■ **Directive**:
Render the lines between the one containing "Guideline: for each instance of the distant" and the one containing "column 1003, row 663", inclusive, as a Markdown table with the columns Number and Line. Number each line in order and skip any blank lines.

******

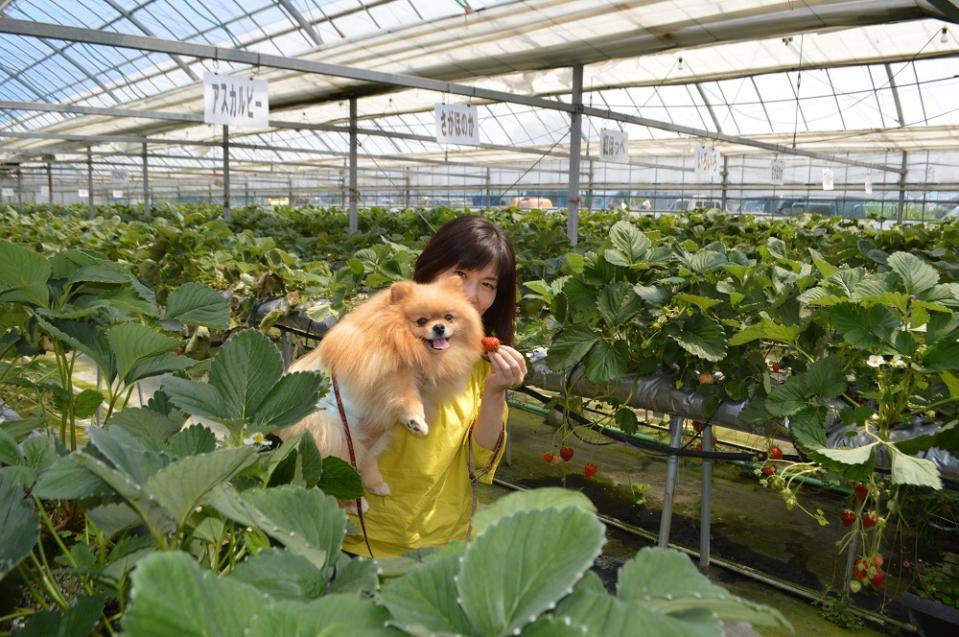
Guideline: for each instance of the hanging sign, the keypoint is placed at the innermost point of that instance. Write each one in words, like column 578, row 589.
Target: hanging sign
column 234, row 101
column 614, row 146
column 456, row 124
column 827, row 179
column 777, row 172
column 707, row 163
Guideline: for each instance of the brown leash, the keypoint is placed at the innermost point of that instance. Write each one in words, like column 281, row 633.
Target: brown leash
column 349, row 444
column 475, row 477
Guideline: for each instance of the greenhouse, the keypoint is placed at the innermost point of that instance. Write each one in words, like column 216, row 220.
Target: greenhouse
column 704, row 256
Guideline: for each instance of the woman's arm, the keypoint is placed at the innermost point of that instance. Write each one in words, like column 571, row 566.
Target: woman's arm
column 508, row 369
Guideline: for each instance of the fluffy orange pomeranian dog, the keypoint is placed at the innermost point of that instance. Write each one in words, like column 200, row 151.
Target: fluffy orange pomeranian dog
column 395, row 357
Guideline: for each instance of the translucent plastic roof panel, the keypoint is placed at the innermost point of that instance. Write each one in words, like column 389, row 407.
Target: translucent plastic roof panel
column 711, row 69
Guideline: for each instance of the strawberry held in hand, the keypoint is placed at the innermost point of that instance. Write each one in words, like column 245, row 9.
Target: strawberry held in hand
column 490, row 343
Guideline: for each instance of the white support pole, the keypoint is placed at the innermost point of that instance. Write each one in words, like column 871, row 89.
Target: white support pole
column 706, row 504
column 900, row 215
column 146, row 180
column 90, row 182
column 354, row 194
column 226, row 175
column 576, row 122
column 672, row 470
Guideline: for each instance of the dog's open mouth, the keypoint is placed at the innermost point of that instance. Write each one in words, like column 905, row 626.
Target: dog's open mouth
column 439, row 343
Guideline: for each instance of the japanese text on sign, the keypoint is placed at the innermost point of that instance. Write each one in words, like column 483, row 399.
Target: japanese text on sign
column 234, row 101
column 707, row 163
column 456, row 124
column 777, row 172
column 614, row 146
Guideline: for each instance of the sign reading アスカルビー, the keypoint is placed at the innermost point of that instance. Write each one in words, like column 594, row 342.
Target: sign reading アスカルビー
column 456, row 124
column 614, row 146
column 234, row 101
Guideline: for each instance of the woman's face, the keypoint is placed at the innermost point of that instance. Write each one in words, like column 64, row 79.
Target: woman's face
column 478, row 285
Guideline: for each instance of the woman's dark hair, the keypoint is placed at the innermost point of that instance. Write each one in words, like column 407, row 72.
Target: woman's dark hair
column 471, row 242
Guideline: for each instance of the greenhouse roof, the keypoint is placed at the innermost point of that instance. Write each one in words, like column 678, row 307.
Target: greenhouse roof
column 839, row 75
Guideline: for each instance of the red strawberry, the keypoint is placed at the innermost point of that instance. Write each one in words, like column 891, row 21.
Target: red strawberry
column 847, row 517
column 490, row 343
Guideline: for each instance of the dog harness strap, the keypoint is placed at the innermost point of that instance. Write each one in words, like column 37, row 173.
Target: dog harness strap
column 349, row 445
column 474, row 478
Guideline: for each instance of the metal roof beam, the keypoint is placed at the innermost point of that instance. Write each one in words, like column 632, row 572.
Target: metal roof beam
column 43, row 30
column 198, row 119
column 300, row 20
column 133, row 139
column 146, row 31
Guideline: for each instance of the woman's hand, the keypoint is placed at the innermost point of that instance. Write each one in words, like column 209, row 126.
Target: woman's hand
column 509, row 369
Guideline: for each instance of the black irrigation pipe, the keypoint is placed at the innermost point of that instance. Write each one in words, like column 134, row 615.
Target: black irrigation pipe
column 740, row 569
column 637, row 442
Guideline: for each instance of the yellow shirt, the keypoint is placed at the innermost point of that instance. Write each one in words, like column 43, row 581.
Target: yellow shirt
column 431, row 498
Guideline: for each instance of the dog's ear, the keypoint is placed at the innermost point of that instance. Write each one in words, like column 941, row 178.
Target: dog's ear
column 400, row 290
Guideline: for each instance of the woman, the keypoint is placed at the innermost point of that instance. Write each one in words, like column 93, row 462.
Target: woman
column 429, row 478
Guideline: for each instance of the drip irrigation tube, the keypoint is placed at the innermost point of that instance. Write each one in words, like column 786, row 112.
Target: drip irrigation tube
column 740, row 569
column 653, row 444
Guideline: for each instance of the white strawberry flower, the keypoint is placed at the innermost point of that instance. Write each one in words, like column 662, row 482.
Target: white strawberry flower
column 875, row 361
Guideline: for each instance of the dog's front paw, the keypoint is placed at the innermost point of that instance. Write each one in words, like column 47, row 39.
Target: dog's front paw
column 417, row 425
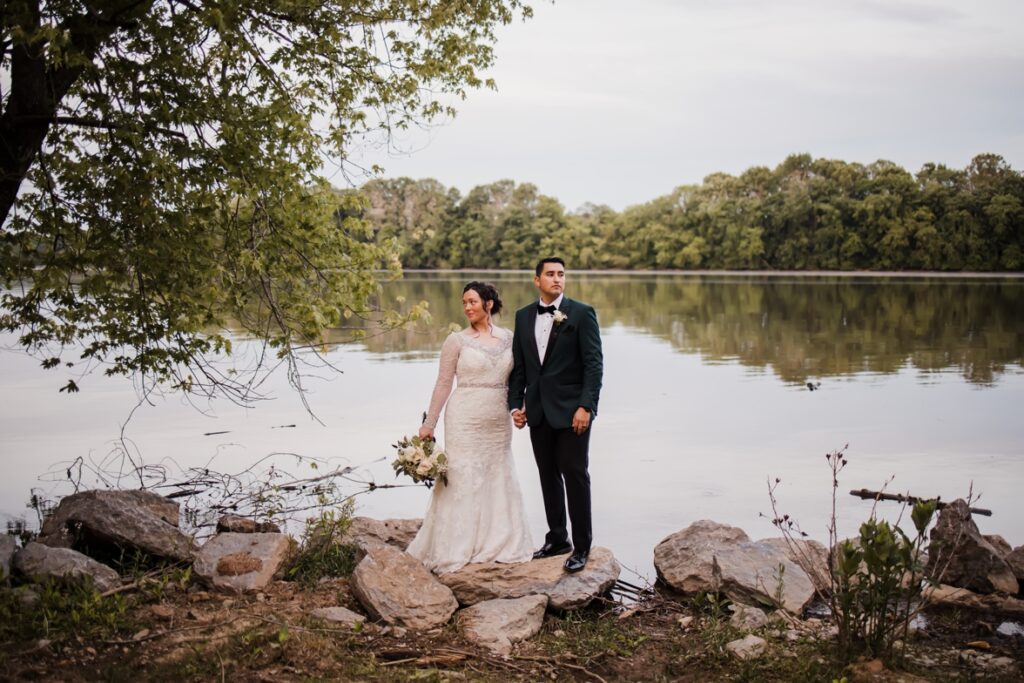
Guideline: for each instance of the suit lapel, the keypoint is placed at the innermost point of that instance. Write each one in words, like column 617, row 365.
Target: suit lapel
column 553, row 335
column 531, row 325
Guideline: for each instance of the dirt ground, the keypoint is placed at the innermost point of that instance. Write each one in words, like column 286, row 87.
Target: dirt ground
column 179, row 633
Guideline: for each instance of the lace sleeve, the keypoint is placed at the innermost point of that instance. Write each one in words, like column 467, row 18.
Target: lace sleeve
column 445, row 378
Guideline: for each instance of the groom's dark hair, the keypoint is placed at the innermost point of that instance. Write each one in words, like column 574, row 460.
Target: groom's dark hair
column 551, row 259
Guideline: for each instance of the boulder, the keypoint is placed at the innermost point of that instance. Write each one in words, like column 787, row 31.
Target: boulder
column 745, row 617
column 366, row 532
column 713, row 557
column 241, row 562
column 237, row 524
column 1016, row 561
column 489, row 581
column 7, row 548
column 338, row 614
column 997, row 542
column 497, row 624
column 952, row 596
column 750, row 647
column 394, row 587
column 810, row 555
column 39, row 562
column 95, row 520
column 960, row 555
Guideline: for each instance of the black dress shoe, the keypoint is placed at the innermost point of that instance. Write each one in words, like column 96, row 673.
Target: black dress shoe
column 577, row 561
column 550, row 550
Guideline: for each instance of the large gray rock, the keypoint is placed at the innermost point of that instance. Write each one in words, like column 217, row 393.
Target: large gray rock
column 39, row 562
column 7, row 548
column 134, row 519
column 395, row 588
column 498, row 624
column 366, row 532
column 241, row 562
column 952, row 596
column 713, row 557
column 488, row 581
column 997, row 542
column 960, row 555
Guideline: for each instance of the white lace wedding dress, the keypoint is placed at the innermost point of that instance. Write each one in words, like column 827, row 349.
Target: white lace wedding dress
column 478, row 516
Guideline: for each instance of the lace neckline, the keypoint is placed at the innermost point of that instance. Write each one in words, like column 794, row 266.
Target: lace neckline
column 503, row 343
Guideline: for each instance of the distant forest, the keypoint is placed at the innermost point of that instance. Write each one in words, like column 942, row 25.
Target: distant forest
column 805, row 214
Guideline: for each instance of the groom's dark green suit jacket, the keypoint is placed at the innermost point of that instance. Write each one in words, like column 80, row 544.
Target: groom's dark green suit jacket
column 570, row 374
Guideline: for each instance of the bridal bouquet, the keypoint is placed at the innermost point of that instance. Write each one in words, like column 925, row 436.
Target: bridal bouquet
column 419, row 459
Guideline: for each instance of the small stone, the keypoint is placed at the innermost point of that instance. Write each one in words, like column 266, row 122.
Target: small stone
column 338, row 614
column 745, row 617
column 238, row 563
column 747, row 648
column 241, row 562
column 165, row 612
column 1003, row 663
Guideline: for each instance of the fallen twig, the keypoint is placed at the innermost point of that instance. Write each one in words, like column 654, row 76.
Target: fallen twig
column 900, row 498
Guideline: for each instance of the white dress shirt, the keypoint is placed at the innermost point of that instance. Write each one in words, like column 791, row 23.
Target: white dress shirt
column 542, row 329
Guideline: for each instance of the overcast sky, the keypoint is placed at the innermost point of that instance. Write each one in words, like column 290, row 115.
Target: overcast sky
column 619, row 102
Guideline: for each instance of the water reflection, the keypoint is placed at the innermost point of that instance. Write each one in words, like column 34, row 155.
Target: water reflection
column 797, row 328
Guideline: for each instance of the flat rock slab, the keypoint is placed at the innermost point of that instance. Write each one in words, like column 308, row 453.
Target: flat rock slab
column 366, row 531
column 7, row 548
column 489, row 581
column 40, row 562
column 241, row 562
column 496, row 625
column 750, row 647
column 714, row 557
column 395, row 588
column 136, row 519
column 338, row 614
column 237, row 524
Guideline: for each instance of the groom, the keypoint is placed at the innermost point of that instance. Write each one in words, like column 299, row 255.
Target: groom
column 555, row 382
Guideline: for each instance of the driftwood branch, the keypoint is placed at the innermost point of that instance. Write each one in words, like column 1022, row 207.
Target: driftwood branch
column 899, row 498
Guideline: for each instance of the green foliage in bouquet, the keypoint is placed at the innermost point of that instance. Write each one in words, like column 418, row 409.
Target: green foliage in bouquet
column 420, row 459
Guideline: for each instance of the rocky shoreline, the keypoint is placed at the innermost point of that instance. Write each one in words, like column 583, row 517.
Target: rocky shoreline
column 499, row 609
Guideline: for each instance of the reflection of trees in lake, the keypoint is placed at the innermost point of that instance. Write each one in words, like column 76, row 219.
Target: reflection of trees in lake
column 799, row 327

******

■ **Task result**:
| Number | Line |
|---|---|
| 1 | Guideline: for each instance of the distant forest, the keypoint is placed at the innermost point of that instance. Write each one in words, like column 942, row 25. |
| 2 | Target: distant forest |
| 3 | column 805, row 214 |
| 4 | Guideline: for each instance of the groom's dark green suit jacket, the keypoint is placed at the innermost point of that instance. Write each one in words, like column 80, row 544. |
| 5 | Target: groom's dark green suit jacket |
| 6 | column 570, row 374 |
| 7 | Guideline: for each instance of the bridal bouquet, the keypoint is placed at the innermost point of that instance. Write each one in words, like column 925, row 436. |
| 8 | Target: bridal bouquet |
| 9 | column 419, row 459 |
| 10 | Guideline: for each instance of the small stone, the keypoint is placed at the innermost point of that instance. Write each one in words, like column 266, row 122. |
| 11 | Target: small stone |
| 12 | column 338, row 614 |
| 13 | column 745, row 617 |
| 14 | column 238, row 563 |
| 15 | column 747, row 648 |
| 16 | column 241, row 562 |
| 17 | column 165, row 612 |
| 18 | column 1003, row 663 |